EXCERPT PROVIDED:
━━━━━━━━━━

El Paso is the only city in Texas that has mountains. Think about that.

People often take the majestic Franklin Mountains for granted, not realizing the wonderous stories, history, recreational value and treasure (possibly literally) they contain. 

Which is why Celebration of Our Mountains continues to organize hikes and excursions throughout the Franklins and surrounding regions – especially when people are seeking respite more than ever.

“When people hike, they naturally social distance,” said Jim Tolbert, CEO of Celebration of Our Mountains. 

The events, which run through November, are part of the annual celebration that began in 1994. 

“These mountains belong to the citizens of El Paso,” Tolbert said. “They’re prefect for not only recreation, but for education and exercise, too.”

Which means you get to leave your house and not necessarily wear a mask for the first time in months. Although it’s recommended you bring a mask, you may not have to wear it during the hike.

━━━━━━━━━━

[Point localization data]
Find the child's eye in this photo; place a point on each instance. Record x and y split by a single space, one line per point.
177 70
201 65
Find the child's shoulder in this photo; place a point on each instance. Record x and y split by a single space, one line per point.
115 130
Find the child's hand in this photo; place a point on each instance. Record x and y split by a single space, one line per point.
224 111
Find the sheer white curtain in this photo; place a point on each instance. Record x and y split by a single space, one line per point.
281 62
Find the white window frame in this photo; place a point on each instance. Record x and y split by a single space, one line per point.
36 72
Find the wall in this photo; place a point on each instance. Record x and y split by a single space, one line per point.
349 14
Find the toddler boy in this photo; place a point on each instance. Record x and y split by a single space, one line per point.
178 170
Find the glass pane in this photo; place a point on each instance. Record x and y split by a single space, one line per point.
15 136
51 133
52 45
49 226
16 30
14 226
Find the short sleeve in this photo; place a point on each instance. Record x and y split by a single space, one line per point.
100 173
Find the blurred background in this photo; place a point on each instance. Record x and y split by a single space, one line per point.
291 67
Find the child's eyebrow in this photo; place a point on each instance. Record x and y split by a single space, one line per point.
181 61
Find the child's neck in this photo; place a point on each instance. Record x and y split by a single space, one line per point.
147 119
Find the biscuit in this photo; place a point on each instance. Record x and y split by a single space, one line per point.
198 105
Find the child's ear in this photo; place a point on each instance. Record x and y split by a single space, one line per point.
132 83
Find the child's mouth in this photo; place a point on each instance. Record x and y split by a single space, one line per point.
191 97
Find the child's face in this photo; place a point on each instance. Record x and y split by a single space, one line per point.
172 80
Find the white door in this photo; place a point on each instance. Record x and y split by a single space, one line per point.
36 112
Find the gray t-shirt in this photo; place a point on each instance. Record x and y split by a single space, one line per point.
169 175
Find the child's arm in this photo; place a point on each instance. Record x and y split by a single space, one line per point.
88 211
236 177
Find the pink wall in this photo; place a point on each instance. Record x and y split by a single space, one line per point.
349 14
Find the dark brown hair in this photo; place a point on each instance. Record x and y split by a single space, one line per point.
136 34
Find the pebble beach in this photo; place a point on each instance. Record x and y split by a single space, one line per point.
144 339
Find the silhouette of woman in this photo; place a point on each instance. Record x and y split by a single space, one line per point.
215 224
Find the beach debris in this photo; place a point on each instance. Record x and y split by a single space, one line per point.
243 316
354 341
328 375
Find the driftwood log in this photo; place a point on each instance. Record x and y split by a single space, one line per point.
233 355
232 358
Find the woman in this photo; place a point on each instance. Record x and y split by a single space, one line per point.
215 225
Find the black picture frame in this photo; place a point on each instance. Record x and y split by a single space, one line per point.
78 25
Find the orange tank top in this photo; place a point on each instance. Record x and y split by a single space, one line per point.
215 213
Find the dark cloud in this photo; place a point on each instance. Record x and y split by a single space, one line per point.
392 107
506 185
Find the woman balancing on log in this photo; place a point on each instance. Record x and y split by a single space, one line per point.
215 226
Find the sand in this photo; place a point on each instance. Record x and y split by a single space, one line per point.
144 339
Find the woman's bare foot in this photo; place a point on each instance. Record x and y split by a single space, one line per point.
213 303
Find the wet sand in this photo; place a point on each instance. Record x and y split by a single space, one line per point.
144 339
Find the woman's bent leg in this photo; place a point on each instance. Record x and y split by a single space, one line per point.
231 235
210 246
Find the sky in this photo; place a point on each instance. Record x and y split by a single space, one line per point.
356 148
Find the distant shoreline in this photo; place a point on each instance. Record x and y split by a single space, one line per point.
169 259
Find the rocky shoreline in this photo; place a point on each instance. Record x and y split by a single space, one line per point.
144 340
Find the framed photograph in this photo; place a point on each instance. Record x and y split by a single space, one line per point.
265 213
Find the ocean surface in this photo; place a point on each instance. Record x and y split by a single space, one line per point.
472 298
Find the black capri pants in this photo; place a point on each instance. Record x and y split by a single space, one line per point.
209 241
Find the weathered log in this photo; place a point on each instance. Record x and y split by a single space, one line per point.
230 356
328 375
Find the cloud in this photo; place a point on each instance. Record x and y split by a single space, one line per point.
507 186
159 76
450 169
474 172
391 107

━━━━━━━━━━

EXPLORE THE MATERIAL:
(1) List the activities that, according to Tolbert's quote in the article about El Paso's mountains, the mountains are perfect for.
(2) Duplicate the passage of the article about El Paso's mountains, everything from "El Paso is the" down to "literally) they contain.".
(3) Pick up the article about hiking El Paso's Franklin Mountains where it stops, and keep writing it.

EXERCISE ANSWERS:
(1)
recreation
education
exercise

(2)
El Paso is the only city in Texas that has mountains. Think about that.

People often take the majestic Franklin Mountains for granted, not realizing the wonderous stories, history, recreational value and treasure (possibly literally) they contain.

(3)
Aside from guided events, there are a plethora of trails in the Franklins that the folks at Celebration of Our Mountains encourage everyone to try on their own. Some examples include the Mundy’s Gap trail that leads to both the El Paso Tin Mines (the only tin mines in North America) and the top of North Franklin Mountain (the tallest of the Franklin Mountains).

“The more trails you hike and conquer, the more you want to do,” said Carol Brown, known as the “dean of El Paso hiking.” “It’s gratifying to see people challenging themselves to do more than they thought they could ever do.”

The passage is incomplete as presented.